(Dataset items)
begin
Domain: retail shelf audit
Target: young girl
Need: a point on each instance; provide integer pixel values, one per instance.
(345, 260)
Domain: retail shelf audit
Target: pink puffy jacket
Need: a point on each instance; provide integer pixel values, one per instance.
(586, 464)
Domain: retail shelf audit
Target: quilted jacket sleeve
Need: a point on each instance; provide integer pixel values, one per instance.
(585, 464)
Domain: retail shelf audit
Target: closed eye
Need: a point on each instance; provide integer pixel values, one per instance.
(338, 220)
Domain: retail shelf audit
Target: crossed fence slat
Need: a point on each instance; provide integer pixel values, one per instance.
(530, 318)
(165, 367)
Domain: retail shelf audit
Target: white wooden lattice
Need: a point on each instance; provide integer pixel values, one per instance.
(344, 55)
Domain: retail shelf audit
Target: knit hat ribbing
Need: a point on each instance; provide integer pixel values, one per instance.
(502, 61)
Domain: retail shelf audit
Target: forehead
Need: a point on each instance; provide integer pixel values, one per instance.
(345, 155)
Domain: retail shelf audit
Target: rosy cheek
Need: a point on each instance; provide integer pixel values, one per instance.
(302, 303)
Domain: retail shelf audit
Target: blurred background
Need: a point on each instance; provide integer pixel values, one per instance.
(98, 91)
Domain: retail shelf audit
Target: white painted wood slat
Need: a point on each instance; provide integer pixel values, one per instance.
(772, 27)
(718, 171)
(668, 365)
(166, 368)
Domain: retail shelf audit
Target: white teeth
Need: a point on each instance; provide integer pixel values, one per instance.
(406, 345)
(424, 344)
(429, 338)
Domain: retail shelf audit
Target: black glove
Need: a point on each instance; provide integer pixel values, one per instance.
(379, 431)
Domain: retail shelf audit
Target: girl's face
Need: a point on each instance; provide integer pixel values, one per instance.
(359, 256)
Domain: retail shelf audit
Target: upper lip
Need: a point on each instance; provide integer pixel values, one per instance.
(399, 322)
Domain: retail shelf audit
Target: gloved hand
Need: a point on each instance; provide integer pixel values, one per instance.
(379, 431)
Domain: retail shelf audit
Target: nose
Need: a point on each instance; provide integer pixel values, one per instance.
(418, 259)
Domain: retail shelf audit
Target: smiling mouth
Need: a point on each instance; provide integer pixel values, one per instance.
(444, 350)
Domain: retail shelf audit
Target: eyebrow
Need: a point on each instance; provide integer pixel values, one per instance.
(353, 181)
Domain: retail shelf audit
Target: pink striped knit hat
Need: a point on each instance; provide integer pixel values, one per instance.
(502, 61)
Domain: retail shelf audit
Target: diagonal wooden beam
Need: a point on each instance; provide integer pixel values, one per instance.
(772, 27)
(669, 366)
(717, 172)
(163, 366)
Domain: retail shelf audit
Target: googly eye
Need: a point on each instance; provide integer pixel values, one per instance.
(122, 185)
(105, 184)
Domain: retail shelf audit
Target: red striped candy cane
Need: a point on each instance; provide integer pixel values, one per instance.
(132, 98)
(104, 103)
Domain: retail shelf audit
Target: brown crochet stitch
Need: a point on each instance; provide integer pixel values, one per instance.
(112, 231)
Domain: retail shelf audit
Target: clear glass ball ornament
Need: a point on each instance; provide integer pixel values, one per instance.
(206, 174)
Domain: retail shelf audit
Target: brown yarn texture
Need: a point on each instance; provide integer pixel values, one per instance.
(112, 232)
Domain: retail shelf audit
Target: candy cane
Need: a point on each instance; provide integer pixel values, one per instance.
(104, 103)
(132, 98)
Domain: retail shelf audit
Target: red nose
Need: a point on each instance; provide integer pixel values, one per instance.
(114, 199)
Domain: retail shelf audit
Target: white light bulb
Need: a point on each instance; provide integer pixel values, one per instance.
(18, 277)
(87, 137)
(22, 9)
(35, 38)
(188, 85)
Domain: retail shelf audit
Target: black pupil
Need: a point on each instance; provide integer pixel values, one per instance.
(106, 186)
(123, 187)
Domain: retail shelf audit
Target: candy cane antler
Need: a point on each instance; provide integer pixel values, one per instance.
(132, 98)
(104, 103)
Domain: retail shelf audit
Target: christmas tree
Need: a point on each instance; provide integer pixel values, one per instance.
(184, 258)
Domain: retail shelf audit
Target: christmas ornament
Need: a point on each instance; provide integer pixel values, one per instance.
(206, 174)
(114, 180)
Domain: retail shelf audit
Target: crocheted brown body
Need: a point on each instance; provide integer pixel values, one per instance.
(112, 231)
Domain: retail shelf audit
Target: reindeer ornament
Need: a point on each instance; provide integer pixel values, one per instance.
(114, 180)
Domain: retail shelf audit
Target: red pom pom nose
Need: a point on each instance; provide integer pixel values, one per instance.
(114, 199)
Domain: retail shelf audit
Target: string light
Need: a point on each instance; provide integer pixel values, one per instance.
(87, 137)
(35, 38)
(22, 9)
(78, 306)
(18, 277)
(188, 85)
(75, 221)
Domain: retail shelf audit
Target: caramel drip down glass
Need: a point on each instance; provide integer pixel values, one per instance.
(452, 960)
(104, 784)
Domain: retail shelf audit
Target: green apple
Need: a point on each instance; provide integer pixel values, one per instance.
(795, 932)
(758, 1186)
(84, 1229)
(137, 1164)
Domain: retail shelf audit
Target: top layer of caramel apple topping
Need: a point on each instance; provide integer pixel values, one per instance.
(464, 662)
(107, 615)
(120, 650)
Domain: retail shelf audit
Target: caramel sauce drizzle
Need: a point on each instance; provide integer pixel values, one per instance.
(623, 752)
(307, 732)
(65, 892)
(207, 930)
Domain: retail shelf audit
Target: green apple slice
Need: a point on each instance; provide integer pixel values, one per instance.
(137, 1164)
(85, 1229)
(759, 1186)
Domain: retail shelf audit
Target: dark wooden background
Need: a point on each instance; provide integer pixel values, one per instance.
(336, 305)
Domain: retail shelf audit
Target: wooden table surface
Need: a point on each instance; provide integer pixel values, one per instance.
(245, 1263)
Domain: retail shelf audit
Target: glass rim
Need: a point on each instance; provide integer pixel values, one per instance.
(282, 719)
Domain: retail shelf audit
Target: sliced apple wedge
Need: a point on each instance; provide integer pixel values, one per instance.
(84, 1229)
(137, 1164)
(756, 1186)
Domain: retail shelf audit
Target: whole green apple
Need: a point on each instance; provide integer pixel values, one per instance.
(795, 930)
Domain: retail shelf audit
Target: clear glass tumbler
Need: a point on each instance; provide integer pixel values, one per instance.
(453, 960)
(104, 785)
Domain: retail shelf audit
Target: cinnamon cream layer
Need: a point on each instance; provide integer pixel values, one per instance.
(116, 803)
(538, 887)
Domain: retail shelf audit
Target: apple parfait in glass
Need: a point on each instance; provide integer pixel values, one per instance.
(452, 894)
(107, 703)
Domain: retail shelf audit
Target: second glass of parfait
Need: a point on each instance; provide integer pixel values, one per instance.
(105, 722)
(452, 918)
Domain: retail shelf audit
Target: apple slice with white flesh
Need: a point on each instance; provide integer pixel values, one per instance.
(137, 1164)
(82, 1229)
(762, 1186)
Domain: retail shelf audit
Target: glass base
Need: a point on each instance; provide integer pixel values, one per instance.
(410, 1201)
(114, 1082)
end
(Task description): Transcribe every entry word for word.

(Answer for this exercise):
Domain: retail shelf audit
Target: young girl
Need: a point on each instance; provide integer pixel values, one per instance.
(345, 260)
Domain: retail shelf audit
Target: pink puffy jacket
Need: a point on each instance; provide integer pixel values, one per instance.
(586, 464)
Domain: retail shelf audit
Target: quilted jacket sleeve
Need: a point on each instance; provide integer pixel values, one per instance.
(585, 464)
Domain: retail shelf audit
Target: closed eye
Need: a point on each instance; provide integer pixel values, one per instance.
(338, 220)
Domain: retail shelf audit
Target: crossed fence slat
Need: a point on each instance; provide integer pixel values, one per instance.
(530, 318)
(165, 367)
Domain: retail shelf audit
Target: white wooden lattice
Need: a point on each instance; provide integer pixel values, one per instance.
(344, 55)
Domain: retail shelf audit
Target: knit hat ribbing
Need: a point on each instance; provide integer pixel values, one per instance.
(502, 61)
Domain: retail shelf audit
Target: forehead
Need: a point on each instance; provide integer pixel values, one per instance.
(345, 155)
Domain: retail shelf audit
Target: rosy cheek
Need: a point on each instance; provide integer pixel values, one per instance.
(302, 303)
Domain: retail shelf audit
Target: blurred background
Need: a point on each instance; provide integer pixel values, one per instance.
(98, 91)
Domain: retail shelf audit
Target: white painted wood slat
Need: a point on each instance; provide integer pixel values, one per instance.
(772, 27)
(718, 171)
(668, 365)
(166, 368)
Domain: retail shelf audit
Target: white teeth
Need: a point on each instance; provide integer pixel values, one per instance.
(406, 345)
(424, 344)
(429, 338)
Domain: retail shelf audit
Target: black glove
Need: a point on each instance; provide integer pixel values, one per instance.
(379, 431)
Domain: retail shelf audit
Target: girl's face
Need: a point on each instance; provide integer pixel values, one per instance.
(359, 256)
Domain: retail shelf audit
Target: upper lip
Need: a point on each instance; provide integer pixel values, one per instance.
(399, 322)
Domain: retail shelf audit
Target: gloved hand
Need: a point on each instance; provide integer pixel values, one per instance.
(379, 431)
Domain: retail shelf audit
Target: nose
Need: a point on each instance; provide integer pixel values, one per instance.
(418, 259)
Domain: retail shelf audit
Target: smiling mouth
Need: a point on each instance; provide integer pixel values, one per instance.
(444, 350)
Domain: retail shelf audit
Target: eyebrow
Need: a point on each instance; provide integer pixel values, one per instance.
(353, 181)
Domain: retail shelf audit
Target: pink striped knit hat
Need: a point on each instance; provide integer pixel values, one per instance.
(502, 61)
Domain: retail shelf audit
Target: diagonal wooden beam
Need: a point on each instance; provide integer pixel values, one per instance.
(772, 27)
(669, 366)
(717, 172)
(163, 366)
Domain: retail shelf audit
Target: googly eye
Need: a point on each instance; provide integer pixel values, one per instance.
(122, 185)
(105, 184)
Domain: retail shelf audit
Target: red striped candy cane
Need: a point on each instance; provide integer pixel values, one per instance.
(132, 98)
(104, 103)
Domain: retail shelf audit
Target: brown crochet stitch
Need: a point on each instance; provide integer pixel values, one per instance.
(112, 231)
Domain: retail shelf audit
Target: clear glass ball ornament
Need: a point on each instance; provide integer pixel values, one per instance.
(206, 174)
Domain: retail shelf audit
Target: brown yarn texture
Need: a point on each instance; provide integer pixel values, one per instance.
(112, 232)
Domain: retail shelf audit
Target: candy cane
Need: a point on each instance; provide integer pixel values, one per instance.
(104, 103)
(132, 98)
Domain: retail shelf audit
Target: red nose
Need: a point on each instance; provide integer pixel values, one per instance.
(114, 199)
Domain: retail shelf audit
Target: white light bulb
Need: a point on each instance; provide integer pixel values, one per instance.
(18, 277)
(87, 137)
(22, 9)
(35, 38)
(188, 85)
Domain: retail shelf audit
Target: black pupil
Need: a point on each instance; provide integer pixel values, one per instance.
(106, 186)
(123, 187)
Domain: retail shelf audit
Target: candy cane antler
Need: a point on each instance; provide integer pixel values, one per instance.
(132, 98)
(104, 103)
Domain: retail shelf audit
Target: christmas tree
Need: a point on each instance; provide integer pixel values, one per instance.
(184, 258)
Domain: retail shelf audit
Target: christmas ornament
Need: a point on each instance; provide integer pixel values, one per instance.
(206, 174)
(114, 180)
Domain: retail shelf audit
Target: crocheted brown body
Need: a point on each instance; provide integer pixel values, one per instance.
(112, 231)
Domain: retail shelf audit
Target: reindeer ornament
Need: a point on each instance; provide integer pixel values, one per instance.
(114, 180)
Domain: retail shelf audit
Target: red pom pom nose
Need: a point on each instance; provide integer pixel values, one per instance.
(114, 199)
Domain: retail shelf audit
Target: string light
Need: a point on each instance; provide integer pixel values, one per instance.
(87, 137)
(35, 38)
(22, 9)
(78, 306)
(18, 277)
(188, 85)
(75, 221)
Domain: retail shelf audit
Target: caramel drip down glass
Need: a point on each instance; provide integer pixel values, one per instance.
(452, 960)
(104, 784)
Domain: retail shelf audit
Target: green apple
Need: a point on each instance; provide integer pixel values, one per instance.
(795, 932)
(758, 1186)
(84, 1229)
(137, 1164)
Domain: retail shelf audit
Target: top layer of caramel apple topping
Need: a point on each instance; provide integer pixel values, one per instance.
(464, 662)
(107, 615)
(120, 650)
Domain: retail shelf audit
Target: caramel sauce drizzle
Need: a point on each instance; provide integer pixel values, one per instance.
(623, 752)
(307, 732)
(65, 892)
(207, 930)
Domain: retail shelf audit
Target: green apple slice
Need: a point on each instance; provide integer pixel values, one per instance.
(137, 1164)
(85, 1229)
(759, 1186)
Domain: retail shelf audit
Target: dark wooden background
Need: a point on each instance; provide integer pixel values, one per instance.
(336, 305)
Domain: retail shelf audit
Target: wooden table surface
Need: a point on each instance; provide integer pixel values, one per instance.
(245, 1263)
Domain: retail shelf audit
Target: glass rim
Need: a point on each instance; provide integer pixel values, one per instance.
(282, 719)
Domain: retail shelf audit
Target: sliced apple wedge
Need: a point on each instance; provide integer pixel values, one per instance.
(84, 1229)
(137, 1164)
(756, 1186)
Domain: retail shelf audit
Target: whole green apple
Need: a point on each instance; provide integer pixel values, one per instance.
(795, 930)
Domain: retail shelf audit
Target: clear glass tumbler
Need: a point on each instance; provide integer pixel values, one per instance.
(453, 960)
(104, 785)
Domain: retail shelf audit
Target: cinnamon cream layer
Need: a point on each instance; provide integer pixel values, one per instance.
(116, 803)
(538, 887)
Domain: retail shelf audit
Target: apple parfait in glass
Need: a point on each instance; provide integer pixel values, one per instance.
(452, 894)
(107, 703)
Domain: retail shelf audit
Target: second glass of parfait
Need: a point on each instance; provide integer pixel values, one per instance.
(105, 722)
(452, 918)
Domain: retail shelf audit
Target: apple slice with white flesh
Need: a point on each instance; provide integer pixel values, one per instance.
(137, 1164)
(82, 1229)
(762, 1186)
Domain: retail shelf audit
Target: glass base
Need: a point on each instance; provide integer pixel values, one per instance.
(410, 1201)
(114, 1082)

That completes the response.